**Task goal**
Return the items below word for word, from the line that contains "point: young man in light" through the line that contains "column 21, row 69", with both of those lines included.

**Provided data**
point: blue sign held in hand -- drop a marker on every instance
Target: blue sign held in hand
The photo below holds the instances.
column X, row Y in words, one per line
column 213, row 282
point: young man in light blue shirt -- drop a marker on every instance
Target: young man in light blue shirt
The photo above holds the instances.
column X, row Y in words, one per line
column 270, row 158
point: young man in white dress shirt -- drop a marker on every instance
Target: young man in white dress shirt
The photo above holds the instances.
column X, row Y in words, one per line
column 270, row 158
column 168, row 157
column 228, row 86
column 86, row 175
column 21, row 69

* * *

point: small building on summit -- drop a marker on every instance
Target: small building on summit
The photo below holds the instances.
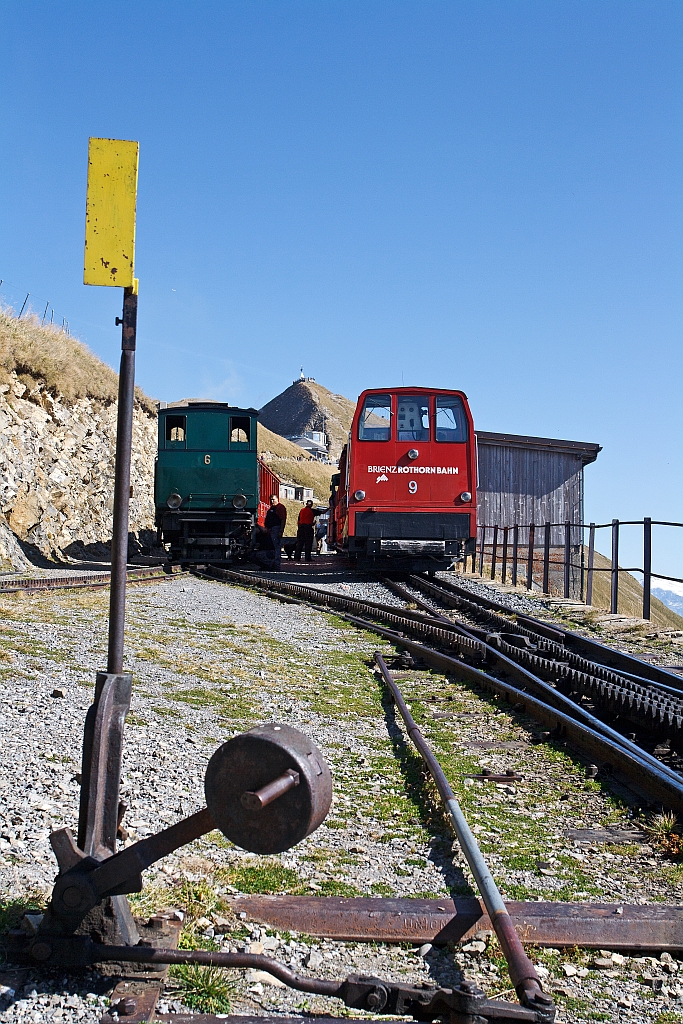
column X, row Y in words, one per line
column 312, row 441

---

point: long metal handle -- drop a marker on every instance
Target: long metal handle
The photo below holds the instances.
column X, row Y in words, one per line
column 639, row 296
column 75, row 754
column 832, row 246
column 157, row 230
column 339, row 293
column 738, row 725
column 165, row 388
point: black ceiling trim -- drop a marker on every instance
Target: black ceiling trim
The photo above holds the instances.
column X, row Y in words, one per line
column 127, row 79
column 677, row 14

**Response to this task**
point: young man in light blue shirt -- drop a marker on every instance
Target: young man in light blue shirt
The photo above holds the instances.
column X, row Y in words, one per line
column 270, row 158
point: young man in white dress shirt -- drop a marker on every instance
Target: young man in white dress shirt
The photo above holds the instances.
column X, row Y in words, one per line
column 270, row 158
column 168, row 157
column 228, row 86
column 86, row 175
column 21, row 69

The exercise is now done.